- **Given problem**:
Write out exactly the lines running from the line that includes "Would you mind pointing out the red brick" to the end of the data, both ends included, and nothing besides.

- **Record excerpts**:
****
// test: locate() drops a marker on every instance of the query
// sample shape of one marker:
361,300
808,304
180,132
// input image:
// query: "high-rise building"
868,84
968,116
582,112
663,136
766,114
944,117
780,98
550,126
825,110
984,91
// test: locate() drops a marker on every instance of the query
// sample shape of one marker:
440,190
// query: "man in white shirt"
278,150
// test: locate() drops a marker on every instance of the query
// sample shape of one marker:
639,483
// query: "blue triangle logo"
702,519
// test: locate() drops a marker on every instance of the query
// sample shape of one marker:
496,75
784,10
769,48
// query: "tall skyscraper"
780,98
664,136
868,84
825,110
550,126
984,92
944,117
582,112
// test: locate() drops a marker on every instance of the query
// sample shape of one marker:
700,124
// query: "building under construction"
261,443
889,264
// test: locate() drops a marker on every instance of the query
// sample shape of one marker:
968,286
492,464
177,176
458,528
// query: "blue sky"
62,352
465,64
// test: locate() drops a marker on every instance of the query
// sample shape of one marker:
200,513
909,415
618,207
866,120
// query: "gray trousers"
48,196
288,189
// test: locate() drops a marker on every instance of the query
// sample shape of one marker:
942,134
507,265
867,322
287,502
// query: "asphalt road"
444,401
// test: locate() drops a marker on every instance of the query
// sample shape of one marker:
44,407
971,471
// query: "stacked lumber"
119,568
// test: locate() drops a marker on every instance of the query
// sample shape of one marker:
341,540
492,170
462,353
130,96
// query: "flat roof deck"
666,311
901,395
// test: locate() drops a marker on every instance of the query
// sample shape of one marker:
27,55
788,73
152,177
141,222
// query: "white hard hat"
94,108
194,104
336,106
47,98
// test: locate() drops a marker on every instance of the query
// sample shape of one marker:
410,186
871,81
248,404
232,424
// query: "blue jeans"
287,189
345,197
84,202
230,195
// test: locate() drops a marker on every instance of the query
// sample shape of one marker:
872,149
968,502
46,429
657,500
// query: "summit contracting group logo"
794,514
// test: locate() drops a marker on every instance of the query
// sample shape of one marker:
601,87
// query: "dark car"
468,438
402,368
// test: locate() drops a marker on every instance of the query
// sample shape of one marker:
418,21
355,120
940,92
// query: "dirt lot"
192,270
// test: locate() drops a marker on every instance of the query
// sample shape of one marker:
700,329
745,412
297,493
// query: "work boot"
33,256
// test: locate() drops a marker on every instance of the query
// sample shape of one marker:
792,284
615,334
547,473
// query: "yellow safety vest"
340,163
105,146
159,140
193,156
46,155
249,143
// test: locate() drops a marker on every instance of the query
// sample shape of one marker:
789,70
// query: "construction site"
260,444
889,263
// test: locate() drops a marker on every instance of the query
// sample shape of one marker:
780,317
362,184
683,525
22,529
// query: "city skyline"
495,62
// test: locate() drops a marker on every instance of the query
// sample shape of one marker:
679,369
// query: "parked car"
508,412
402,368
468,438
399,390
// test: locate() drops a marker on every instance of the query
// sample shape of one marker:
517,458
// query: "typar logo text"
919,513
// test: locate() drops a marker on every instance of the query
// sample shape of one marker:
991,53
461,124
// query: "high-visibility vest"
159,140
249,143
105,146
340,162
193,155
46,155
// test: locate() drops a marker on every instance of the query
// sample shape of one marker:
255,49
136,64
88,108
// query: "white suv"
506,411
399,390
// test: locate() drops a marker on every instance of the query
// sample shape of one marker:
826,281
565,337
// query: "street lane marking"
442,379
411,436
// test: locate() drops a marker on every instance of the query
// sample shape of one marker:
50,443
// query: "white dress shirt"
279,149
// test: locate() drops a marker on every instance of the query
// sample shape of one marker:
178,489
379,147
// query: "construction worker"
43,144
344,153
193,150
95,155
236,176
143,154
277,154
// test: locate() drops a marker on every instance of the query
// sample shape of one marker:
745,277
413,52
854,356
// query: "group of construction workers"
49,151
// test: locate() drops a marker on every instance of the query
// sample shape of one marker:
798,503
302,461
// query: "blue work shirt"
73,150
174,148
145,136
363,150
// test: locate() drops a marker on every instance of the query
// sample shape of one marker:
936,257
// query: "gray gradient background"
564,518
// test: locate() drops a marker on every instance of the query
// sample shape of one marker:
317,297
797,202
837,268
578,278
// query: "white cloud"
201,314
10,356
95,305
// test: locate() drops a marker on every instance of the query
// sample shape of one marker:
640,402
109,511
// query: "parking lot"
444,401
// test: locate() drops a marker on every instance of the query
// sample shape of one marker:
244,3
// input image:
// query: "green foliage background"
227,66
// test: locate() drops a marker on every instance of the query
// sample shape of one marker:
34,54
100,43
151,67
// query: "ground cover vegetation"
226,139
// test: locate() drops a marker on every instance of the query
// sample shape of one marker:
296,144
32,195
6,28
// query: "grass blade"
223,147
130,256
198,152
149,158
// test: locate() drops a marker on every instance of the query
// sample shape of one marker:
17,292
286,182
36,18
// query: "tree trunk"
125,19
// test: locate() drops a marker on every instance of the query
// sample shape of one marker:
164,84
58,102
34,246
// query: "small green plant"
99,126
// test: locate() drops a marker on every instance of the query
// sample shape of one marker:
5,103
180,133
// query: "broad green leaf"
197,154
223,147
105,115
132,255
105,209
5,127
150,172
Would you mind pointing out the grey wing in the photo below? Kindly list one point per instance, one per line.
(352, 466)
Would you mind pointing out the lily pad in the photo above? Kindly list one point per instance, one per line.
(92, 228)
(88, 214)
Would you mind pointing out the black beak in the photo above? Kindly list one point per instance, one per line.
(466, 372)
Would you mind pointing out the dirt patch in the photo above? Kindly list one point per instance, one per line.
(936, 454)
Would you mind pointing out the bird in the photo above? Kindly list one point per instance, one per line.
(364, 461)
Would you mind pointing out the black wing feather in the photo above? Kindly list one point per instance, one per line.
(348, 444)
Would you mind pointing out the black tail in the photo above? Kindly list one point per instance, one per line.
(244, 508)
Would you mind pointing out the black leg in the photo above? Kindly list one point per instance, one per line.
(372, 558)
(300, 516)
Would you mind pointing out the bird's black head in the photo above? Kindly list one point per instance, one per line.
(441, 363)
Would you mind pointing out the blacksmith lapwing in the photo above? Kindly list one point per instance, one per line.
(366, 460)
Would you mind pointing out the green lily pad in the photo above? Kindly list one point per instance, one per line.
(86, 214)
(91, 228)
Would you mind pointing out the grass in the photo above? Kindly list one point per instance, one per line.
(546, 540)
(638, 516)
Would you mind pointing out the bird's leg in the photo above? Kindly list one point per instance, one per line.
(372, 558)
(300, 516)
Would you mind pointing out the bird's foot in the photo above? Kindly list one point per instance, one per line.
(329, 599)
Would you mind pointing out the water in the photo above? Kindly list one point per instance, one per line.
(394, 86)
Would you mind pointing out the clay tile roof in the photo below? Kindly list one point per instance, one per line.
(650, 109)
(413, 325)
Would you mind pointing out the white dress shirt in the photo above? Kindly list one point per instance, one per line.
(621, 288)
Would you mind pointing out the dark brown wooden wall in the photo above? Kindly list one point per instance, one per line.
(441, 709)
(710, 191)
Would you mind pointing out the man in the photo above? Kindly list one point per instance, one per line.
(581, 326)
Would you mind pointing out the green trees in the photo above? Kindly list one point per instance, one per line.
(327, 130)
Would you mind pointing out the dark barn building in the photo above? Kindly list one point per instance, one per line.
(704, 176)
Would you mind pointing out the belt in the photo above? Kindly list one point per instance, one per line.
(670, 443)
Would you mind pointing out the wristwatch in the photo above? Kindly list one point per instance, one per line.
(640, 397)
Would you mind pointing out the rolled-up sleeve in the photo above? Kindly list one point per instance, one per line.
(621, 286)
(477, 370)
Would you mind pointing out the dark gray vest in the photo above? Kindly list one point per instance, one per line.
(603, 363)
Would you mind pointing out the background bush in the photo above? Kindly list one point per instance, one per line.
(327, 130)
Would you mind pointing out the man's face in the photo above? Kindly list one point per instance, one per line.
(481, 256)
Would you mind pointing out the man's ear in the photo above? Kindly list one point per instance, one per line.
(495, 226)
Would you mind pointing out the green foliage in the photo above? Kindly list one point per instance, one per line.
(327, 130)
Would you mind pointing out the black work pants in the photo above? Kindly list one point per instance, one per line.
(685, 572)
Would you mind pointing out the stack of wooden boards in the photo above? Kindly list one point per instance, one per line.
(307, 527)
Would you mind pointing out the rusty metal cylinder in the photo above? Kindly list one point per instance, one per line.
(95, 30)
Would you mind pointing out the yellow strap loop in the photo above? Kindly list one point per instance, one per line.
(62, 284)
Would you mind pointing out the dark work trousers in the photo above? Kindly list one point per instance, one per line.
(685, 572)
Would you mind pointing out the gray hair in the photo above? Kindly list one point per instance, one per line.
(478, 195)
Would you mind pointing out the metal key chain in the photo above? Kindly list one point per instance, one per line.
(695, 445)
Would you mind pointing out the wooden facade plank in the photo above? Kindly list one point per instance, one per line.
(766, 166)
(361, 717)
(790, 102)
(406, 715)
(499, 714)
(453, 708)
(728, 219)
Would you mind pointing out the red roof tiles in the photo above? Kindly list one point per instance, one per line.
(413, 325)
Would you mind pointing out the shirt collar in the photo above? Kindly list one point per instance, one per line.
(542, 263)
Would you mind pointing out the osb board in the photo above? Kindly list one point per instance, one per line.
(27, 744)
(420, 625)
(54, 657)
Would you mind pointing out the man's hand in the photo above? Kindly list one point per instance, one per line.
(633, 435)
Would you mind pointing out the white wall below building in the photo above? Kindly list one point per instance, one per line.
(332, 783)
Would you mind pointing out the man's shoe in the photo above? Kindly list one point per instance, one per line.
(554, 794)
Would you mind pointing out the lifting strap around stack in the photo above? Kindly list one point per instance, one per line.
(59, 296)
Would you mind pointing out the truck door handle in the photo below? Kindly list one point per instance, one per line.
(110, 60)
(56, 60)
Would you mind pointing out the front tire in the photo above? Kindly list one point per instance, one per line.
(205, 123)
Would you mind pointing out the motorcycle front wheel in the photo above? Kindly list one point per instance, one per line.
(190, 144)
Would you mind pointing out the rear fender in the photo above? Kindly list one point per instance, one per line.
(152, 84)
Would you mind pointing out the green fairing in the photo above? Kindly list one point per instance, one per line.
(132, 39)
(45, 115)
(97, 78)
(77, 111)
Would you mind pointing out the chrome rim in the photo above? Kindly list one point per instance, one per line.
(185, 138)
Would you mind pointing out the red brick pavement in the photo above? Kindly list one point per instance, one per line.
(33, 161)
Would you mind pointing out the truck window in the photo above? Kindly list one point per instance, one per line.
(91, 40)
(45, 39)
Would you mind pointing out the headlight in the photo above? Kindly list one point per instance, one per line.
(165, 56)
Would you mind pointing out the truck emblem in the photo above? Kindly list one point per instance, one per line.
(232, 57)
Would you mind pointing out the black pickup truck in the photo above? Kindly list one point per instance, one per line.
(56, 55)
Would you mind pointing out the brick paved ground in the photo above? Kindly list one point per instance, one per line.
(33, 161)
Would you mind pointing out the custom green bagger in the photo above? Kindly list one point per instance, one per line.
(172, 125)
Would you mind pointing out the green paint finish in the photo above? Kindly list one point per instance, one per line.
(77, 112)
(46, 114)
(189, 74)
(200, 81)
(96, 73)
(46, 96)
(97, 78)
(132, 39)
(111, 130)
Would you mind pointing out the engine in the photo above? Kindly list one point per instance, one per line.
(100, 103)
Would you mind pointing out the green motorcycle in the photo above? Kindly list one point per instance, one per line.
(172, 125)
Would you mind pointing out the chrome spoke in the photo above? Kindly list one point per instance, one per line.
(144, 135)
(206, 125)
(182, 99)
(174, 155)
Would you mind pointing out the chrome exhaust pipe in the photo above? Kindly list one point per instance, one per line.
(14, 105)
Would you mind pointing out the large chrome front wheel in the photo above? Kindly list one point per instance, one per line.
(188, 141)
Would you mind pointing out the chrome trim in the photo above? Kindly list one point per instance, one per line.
****
- **Result for this task**:
Would you mind pointing out the red brick pavement in the photo above? Kindly list one point per instance, one per line.
(33, 161)
Would you mind pointing out the truck window in the photo above? Kindly list one point per instance, one per line.
(91, 40)
(45, 39)
Would you mind pointing out the headlight in the photo above? Kindly list one point per instance, one per line.
(165, 56)
Would you mind pointing out the truck emblem in the photo above? Kindly list one point per instance, one per line.
(232, 57)
Would you mind pointing out the black pickup truck in the photo above? Kindly list one point per instance, one per line.
(56, 55)
Would you mind pointing out the brick paved ground in the photo above? Kindly list one point per instance, one per line.
(33, 161)
Would you mind pointing out the custom green bagger in the photo above? Kindly list one point per instance, one per line.
(172, 125)
Would you mind pointing out the green paint finish in the photo above? Kindly list one point per instance, one per line.
(77, 112)
(46, 114)
(189, 74)
(200, 81)
(96, 73)
(46, 96)
(97, 78)
(132, 39)
(111, 130)
Would you mind pointing out the engine in the photo above? Kindly list one point per instance, one per line.
(100, 103)
Would you mind pointing out the green motorcycle in the photo above? Kindly list one point per instance, one per line.
(172, 125)
Would you mind pointing out the chrome spoke in the photo above? Kindly list one point per instance, one per line.
(144, 135)
(206, 125)
(182, 99)
(174, 155)
Would you mind pointing out the chrome exhaust pipe in the photo above? Kindly list one point per instance, one per line.
(14, 105)
Would you mind pointing out the large chrome front wheel in the photo above? Kindly list one point per instance, one per line.
(188, 141)
Would you mind pointing out the chrome trim in the photo above? Kindly list one point per instance, one per line.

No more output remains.